SET EXERCISE: Will you quote all of the entries, word for word?
▼▼▼
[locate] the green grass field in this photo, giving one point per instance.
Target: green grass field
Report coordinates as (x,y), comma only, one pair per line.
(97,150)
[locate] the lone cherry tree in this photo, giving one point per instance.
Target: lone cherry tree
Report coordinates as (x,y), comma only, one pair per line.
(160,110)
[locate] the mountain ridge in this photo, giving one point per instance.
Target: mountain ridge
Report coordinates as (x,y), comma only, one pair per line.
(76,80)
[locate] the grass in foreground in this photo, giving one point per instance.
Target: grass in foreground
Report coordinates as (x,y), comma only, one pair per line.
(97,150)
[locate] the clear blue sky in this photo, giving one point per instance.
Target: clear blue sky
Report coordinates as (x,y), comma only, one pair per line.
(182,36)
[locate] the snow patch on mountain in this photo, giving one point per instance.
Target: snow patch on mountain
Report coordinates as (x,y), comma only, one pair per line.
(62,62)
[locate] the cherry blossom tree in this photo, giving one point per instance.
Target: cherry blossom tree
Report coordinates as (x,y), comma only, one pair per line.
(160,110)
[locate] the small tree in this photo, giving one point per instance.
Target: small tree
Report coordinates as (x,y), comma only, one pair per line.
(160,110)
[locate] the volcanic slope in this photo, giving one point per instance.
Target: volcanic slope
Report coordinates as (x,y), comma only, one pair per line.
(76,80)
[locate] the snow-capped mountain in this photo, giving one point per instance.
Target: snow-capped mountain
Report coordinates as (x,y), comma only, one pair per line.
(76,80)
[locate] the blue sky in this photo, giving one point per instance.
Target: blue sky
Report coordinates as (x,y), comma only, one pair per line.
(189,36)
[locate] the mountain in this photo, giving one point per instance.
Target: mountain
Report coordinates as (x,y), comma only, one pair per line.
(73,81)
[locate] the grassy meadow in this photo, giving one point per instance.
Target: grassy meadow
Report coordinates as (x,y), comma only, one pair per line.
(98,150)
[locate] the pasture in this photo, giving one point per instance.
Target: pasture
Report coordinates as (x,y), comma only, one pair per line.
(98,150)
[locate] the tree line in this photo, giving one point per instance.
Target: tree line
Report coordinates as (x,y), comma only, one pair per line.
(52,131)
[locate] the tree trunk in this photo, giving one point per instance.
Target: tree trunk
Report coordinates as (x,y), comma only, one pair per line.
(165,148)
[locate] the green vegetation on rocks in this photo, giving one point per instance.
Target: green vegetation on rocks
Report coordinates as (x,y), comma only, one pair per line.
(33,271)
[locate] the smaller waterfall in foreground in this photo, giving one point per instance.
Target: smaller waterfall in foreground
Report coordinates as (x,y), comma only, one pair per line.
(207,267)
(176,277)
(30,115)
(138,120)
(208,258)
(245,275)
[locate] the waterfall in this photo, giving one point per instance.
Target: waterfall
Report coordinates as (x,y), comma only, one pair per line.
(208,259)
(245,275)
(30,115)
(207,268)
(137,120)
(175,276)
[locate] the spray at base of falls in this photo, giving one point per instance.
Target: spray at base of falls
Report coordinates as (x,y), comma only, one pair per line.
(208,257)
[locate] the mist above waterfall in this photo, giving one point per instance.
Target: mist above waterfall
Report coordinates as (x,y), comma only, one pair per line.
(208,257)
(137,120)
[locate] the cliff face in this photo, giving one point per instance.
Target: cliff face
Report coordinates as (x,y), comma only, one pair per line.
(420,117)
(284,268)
▲▲▲
ANSWER BELOW:
[locate] the green grass field in this photo, giving one point per instance.
Target: green grass field
Report coordinates as (x,y), comma only, one pair per line.
(97,150)
[locate] the lone cherry tree in this photo, giving one point per instance.
Target: lone cherry tree
Report coordinates as (x,y), comma only, one pair per line.
(160,110)
[locate] the mountain ridge in this photo, giving one point per instance.
Target: mountain ridge
Report coordinates as (x,y), comma only, one pair per line.
(76,80)
[locate] the grass in foreground in this photo, giving one point per instance.
Target: grass in foreground
Report coordinates as (x,y), comma only, one pair per line.
(97,150)
[locate] the clear blue sky in this photo, giving one point per instance.
Target: clear blue sky
Report coordinates as (x,y), comma only, one pair per line.
(182,36)
[locate] the snow patch on mountain in this photo, giving one point per instance.
Target: snow patch on mountain
Report coordinates as (x,y), comma only, one pair per line.
(62,62)
[locate] the cherry blossom tree in this photo, giving one point per instance.
Target: cherry blossom tree
Report coordinates as (x,y), comma only, one pair per line.
(160,110)
[locate] the small tree in this photo, giving one point per instance.
Target: small tree
Report coordinates as (x,y), comma only, one pair per line.
(160,110)
[locate] the volcanic slope in this photo, giving one point per instance.
Target: volcanic slope
Report coordinates as (x,y), comma only, one pair per line.
(76,80)
[locate] the snow-capped mountain in this photo, giving one point per instance.
Target: snow-capped mountain
Report coordinates as (x,y), comma only, one pair per line.
(76,80)
[locate] the blue sky in this photo, giving one point per instance.
Target: blue sky
Report coordinates as (x,y), comma only, one pair per line.
(189,36)
[locate] the mountain in this photo, giving one point per instance.
Target: mountain
Report coordinates as (x,y), comma only, one pair per line.
(73,81)
[locate] the grassy meadow in this photo, giving one point per instance.
Target: grassy meadow
Report coordinates as (x,y), comma only, one pair per line.
(98,150)
[locate] the pasture in this photo, giving one point per instance.
Target: pasture
Report coordinates as (x,y), comma only, one pair per line.
(98,150)
[locate] the tree line in this photo, giving one point per instance.
Target: tree line
Report coordinates as (x,y), comma only, one pair per line.
(52,131)
[locate] the tree trunk in this photo, giving one point per instance.
Target: tree trunk
Report coordinates as (x,y), comma only, one pair per line.
(165,148)
[locate] the green vegetation on rocks in this photo, giving one point per instance.
Target: green vegetation on rocks
Report coordinates as (x,y), comma only, one pair per line.
(33,271)
[locate] the smaller waterfall in foreground in this photo, giving one point per instance.
Target: smaller waterfall in foreground
Report coordinates as (x,y), comma only, one pair per line.
(207,267)
(176,277)
(30,115)
(138,120)
(208,258)
(245,275)
[locate] the waterfall in this photo, giving one point per instance.
Target: waterfall
Report coordinates as (x,y), comma only, one pair per line.
(208,259)
(245,275)
(30,115)
(207,268)
(137,120)
(175,276)
[locate] the spray at base of falls in this photo, giving one point per instance.
Target: spray at base of falls
Report coordinates as (x,y), comma only, one pair per line.
(208,257)
[locate] the mist above waterfall in this photo, giving one point per instance.
Target: mist above waterfall
Report coordinates as (x,y), comma only, one pair per line.
(208,257)
(137,120)
[locate] the cliff face in this photo, giving one point per instance.
Target: cliff face
Report coordinates as (x,y), comma only, one pair per line.
(420,117)
(284,268)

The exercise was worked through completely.